● **Description of the task**
In the forum thread on sandboxing headless Chrome, what restrictions does the poster apply through cgroups?
==== Document excerpt ====
I might look at nsjail. I run chrome headless inside of cgroups (for cpu and memory restrictions) and using a runtime generated no-login user (for privilege restrictions), and with a custom group id (for IP tables bandwidth and routing restrictions). Plus I monitor the pool of chromes with a shell script and if any exceed a resource threshold, I used cpulimit then pkill to take care of it.

I could just use docker (and I have docker images of this app that some people like to run) but I think this way is more lightweight, gives me more explicit control, and leans into the OS level security features, like privileges and cgroups with a couple of Unix commands.

I thought I was the only one running workloads in headless browsers! We should start a club for just us NaN.

OK, come join my club! https://github.com/dosyago send me an email :)

I've worked on unikernels for several years, and I've recently had some insight into low-overhead emulation. Depending on your use-case it's possible that a tiny emulator will be less overhead than everything else for the construction/destruction part. So, imagine that you have a programmable web server and each request needs to be served quickly. Then, reducing the overheading of forking the master machine is everything. The cost of doing a few emulated instructions into systemcalls (which largely model what you already have to check normally), you are going to have lots of room before you hit a point where something heavier like a JIT-enabled emulator or rv8 which has millisecond-overhead.
==== Dataset content ====
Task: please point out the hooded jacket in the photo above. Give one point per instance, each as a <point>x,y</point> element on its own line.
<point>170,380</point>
====
● **Solution to the exercise**
CPU and memory restrictions.